(GIVEN INSTRUCTION)
Echo the entries below word for word, from the line containing "task | identify every instance of the small" through the end of the entries, inclusive.

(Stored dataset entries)
"""
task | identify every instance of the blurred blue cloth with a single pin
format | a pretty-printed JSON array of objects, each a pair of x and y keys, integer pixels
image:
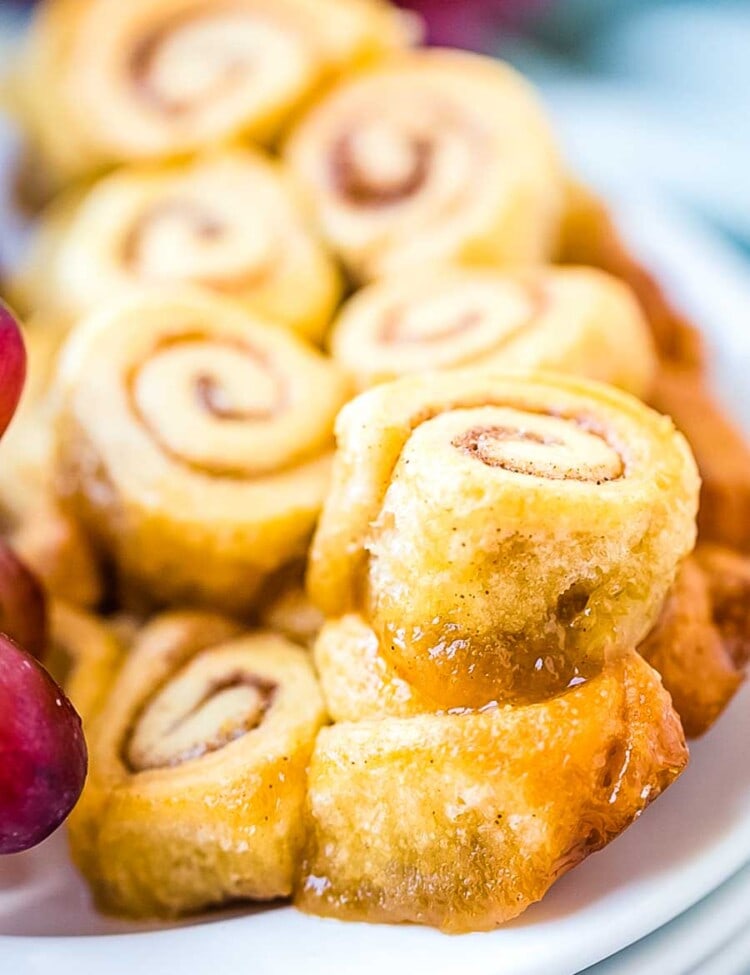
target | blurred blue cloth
[{"x": 656, "y": 94}]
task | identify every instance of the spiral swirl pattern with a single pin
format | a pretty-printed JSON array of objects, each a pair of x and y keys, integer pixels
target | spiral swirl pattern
[
  {"x": 197, "y": 774},
  {"x": 211, "y": 433},
  {"x": 106, "y": 81},
  {"x": 503, "y": 537},
  {"x": 573, "y": 320},
  {"x": 228, "y": 222},
  {"x": 439, "y": 155}
]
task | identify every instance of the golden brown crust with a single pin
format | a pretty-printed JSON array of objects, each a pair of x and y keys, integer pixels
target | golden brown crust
[
  {"x": 721, "y": 452},
  {"x": 701, "y": 642},
  {"x": 197, "y": 769},
  {"x": 463, "y": 820}
]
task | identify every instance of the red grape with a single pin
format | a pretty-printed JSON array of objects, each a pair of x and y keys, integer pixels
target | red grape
[
  {"x": 12, "y": 366},
  {"x": 43, "y": 755},
  {"x": 23, "y": 605}
]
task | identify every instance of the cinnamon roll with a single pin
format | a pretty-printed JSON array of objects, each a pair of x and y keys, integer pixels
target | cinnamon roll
[
  {"x": 502, "y": 536},
  {"x": 194, "y": 444},
  {"x": 228, "y": 222},
  {"x": 575, "y": 320},
  {"x": 84, "y": 657},
  {"x": 357, "y": 680},
  {"x": 701, "y": 642},
  {"x": 104, "y": 81},
  {"x": 434, "y": 155},
  {"x": 462, "y": 820},
  {"x": 197, "y": 770}
]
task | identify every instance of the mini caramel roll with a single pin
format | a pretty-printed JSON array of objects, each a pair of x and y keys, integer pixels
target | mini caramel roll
[
  {"x": 197, "y": 776},
  {"x": 701, "y": 642},
  {"x": 503, "y": 535},
  {"x": 720, "y": 449},
  {"x": 194, "y": 443},
  {"x": 435, "y": 155},
  {"x": 84, "y": 657},
  {"x": 228, "y": 222},
  {"x": 462, "y": 821},
  {"x": 574, "y": 320},
  {"x": 104, "y": 81}
]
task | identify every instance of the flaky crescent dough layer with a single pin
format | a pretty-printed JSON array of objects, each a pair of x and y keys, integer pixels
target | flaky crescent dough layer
[
  {"x": 434, "y": 155},
  {"x": 194, "y": 443},
  {"x": 197, "y": 777},
  {"x": 105, "y": 81},
  {"x": 574, "y": 320},
  {"x": 463, "y": 820},
  {"x": 503, "y": 536}
]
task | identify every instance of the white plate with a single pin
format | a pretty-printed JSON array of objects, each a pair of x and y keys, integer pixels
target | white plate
[
  {"x": 685, "y": 846},
  {"x": 712, "y": 938}
]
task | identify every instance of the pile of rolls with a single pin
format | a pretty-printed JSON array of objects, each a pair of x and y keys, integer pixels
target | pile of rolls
[{"x": 347, "y": 459}]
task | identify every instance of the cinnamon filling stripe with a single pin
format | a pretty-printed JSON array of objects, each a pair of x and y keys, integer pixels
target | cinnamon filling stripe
[
  {"x": 144, "y": 53},
  {"x": 231, "y": 707},
  {"x": 206, "y": 228},
  {"x": 561, "y": 460},
  {"x": 210, "y": 396},
  {"x": 395, "y": 331}
]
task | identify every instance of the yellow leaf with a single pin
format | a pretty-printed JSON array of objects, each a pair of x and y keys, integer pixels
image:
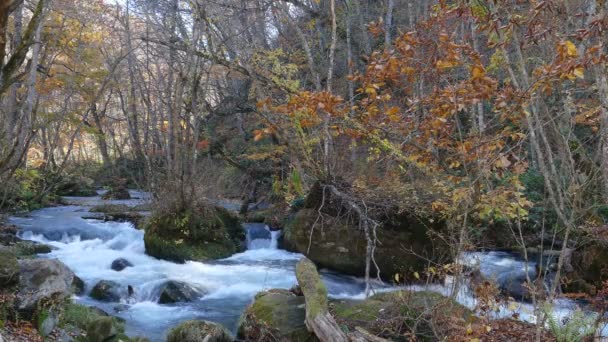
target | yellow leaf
[
  {"x": 445, "y": 64},
  {"x": 571, "y": 49},
  {"x": 579, "y": 72},
  {"x": 477, "y": 72}
]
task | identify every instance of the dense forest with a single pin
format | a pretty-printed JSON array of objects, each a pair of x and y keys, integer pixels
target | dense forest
[{"x": 422, "y": 149}]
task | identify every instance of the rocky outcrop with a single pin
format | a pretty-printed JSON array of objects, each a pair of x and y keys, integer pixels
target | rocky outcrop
[
  {"x": 108, "y": 291},
  {"x": 120, "y": 264},
  {"x": 119, "y": 192},
  {"x": 175, "y": 292},
  {"x": 280, "y": 315},
  {"x": 340, "y": 245},
  {"x": 589, "y": 268},
  {"x": 9, "y": 269},
  {"x": 276, "y": 313},
  {"x": 196, "y": 331},
  {"x": 42, "y": 281},
  {"x": 76, "y": 186},
  {"x": 203, "y": 234}
]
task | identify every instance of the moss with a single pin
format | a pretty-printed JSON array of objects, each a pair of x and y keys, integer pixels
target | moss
[
  {"x": 9, "y": 269},
  {"x": 313, "y": 287},
  {"x": 201, "y": 235},
  {"x": 194, "y": 331},
  {"x": 276, "y": 315},
  {"x": 339, "y": 244},
  {"x": 80, "y": 316},
  {"x": 109, "y": 208},
  {"x": 421, "y": 313}
]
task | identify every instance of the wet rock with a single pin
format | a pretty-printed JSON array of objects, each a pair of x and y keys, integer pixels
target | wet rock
[
  {"x": 78, "y": 286},
  {"x": 76, "y": 186},
  {"x": 207, "y": 233},
  {"x": 9, "y": 269},
  {"x": 120, "y": 264},
  {"x": 101, "y": 330},
  {"x": 175, "y": 291},
  {"x": 276, "y": 314},
  {"x": 340, "y": 245},
  {"x": 196, "y": 331},
  {"x": 119, "y": 192},
  {"x": 47, "y": 321},
  {"x": 42, "y": 280},
  {"x": 107, "y": 291}
]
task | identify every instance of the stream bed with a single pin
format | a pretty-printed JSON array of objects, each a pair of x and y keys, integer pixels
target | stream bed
[{"x": 88, "y": 247}]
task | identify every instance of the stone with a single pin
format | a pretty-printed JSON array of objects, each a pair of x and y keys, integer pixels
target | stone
[
  {"x": 78, "y": 286},
  {"x": 120, "y": 264},
  {"x": 101, "y": 330},
  {"x": 206, "y": 233},
  {"x": 197, "y": 331},
  {"x": 107, "y": 291},
  {"x": 9, "y": 269},
  {"x": 43, "y": 280},
  {"x": 175, "y": 291}
]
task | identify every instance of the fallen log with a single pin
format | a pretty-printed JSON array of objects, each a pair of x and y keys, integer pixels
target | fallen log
[{"x": 318, "y": 319}]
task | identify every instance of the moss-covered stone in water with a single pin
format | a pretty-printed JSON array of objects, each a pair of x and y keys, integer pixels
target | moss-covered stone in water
[
  {"x": 80, "y": 316},
  {"x": 276, "y": 315},
  {"x": 9, "y": 269},
  {"x": 201, "y": 235},
  {"x": 341, "y": 246},
  {"x": 423, "y": 312},
  {"x": 101, "y": 330},
  {"x": 196, "y": 331},
  {"x": 313, "y": 287}
]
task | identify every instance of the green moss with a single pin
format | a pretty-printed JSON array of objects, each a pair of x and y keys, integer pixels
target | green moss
[
  {"x": 195, "y": 331},
  {"x": 313, "y": 287},
  {"x": 276, "y": 315},
  {"x": 9, "y": 269},
  {"x": 80, "y": 316},
  {"x": 201, "y": 235},
  {"x": 341, "y": 246}
]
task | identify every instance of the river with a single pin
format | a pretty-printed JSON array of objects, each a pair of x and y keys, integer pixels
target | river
[{"x": 88, "y": 247}]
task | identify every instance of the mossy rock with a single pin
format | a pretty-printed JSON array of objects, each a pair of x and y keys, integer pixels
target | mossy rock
[
  {"x": 275, "y": 315},
  {"x": 196, "y": 331},
  {"x": 76, "y": 186},
  {"x": 201, "y": 235},
  {"x": 341, "y": 246},
  {"x": 76, "y": 316},
  {"x": 9, "y": 269},
  {"x": 110, "y": 208},
  {"x": 119, "y": 192},
  {"x": 385, "y": 314},
  {"x": 107, "y": 291},
  {"x": 30, "y": 248},
  {"x": 590, "y": 265}
]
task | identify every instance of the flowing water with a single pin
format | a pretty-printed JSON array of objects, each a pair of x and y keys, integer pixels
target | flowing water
[{"x": 89, "y": 246}]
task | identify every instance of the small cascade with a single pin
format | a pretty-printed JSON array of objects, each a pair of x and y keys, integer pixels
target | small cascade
[{"x": 259, "y": 236}]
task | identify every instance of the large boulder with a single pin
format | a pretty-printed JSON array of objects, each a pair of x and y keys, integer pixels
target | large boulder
"""
(EXERCISE SOLUTION)
task | identify every instance of the small cascade with a single pin
format | a pretty-printed JSON array of objects, each a pair of x and y keys, integer pixels
target | small cascade
[{"x": 259, "y": 236}]
task | identify every instance of the large boulder with a single pin
format | a pretty-printed JSON array of objects, each a pair of x and y keys, integer pixels
target | large boulder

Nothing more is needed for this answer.